Coordinate labeling data:
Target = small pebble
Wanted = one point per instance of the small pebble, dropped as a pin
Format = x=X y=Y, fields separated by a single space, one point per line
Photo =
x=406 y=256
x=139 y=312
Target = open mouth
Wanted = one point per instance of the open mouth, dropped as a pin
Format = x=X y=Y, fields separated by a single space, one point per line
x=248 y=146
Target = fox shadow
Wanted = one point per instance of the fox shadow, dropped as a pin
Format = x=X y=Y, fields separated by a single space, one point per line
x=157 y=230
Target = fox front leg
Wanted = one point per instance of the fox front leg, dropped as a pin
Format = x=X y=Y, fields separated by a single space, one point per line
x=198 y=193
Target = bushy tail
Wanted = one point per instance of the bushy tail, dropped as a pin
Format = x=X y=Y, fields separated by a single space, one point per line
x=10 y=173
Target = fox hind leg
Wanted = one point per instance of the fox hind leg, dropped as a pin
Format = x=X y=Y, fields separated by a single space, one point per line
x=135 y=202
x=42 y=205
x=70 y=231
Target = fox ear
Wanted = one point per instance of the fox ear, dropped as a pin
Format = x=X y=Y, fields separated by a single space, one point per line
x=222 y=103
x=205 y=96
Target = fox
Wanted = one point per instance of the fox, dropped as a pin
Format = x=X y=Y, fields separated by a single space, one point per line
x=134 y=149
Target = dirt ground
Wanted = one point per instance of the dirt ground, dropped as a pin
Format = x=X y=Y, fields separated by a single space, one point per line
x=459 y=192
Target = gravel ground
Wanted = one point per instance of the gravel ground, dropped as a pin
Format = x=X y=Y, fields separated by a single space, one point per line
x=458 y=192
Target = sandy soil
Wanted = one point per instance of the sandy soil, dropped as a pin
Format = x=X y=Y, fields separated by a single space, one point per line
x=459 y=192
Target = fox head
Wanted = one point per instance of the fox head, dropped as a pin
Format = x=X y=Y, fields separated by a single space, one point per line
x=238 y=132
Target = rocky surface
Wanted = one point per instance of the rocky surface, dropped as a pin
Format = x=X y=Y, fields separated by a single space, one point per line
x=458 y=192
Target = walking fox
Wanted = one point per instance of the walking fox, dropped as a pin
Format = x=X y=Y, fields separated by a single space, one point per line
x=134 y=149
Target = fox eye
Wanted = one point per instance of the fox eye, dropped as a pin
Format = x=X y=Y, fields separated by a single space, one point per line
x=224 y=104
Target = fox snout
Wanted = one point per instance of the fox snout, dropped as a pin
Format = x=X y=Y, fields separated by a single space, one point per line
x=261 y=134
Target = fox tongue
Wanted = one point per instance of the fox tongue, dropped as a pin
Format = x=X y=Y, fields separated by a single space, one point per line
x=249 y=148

Requirements
Reproduce the stretch of the material from the line containing "Target = fox eye" through the line containing "x=224 y=104", both included. Shift every coordinate value in it by adding 20, and keep all other lines unchanged.

Full response
Target = fox eye
Wanted = one point per instance of the fox eye, dropped as a pin
Format = x=X y=Y, fields separated by a single space, one point per line
x=244 y=124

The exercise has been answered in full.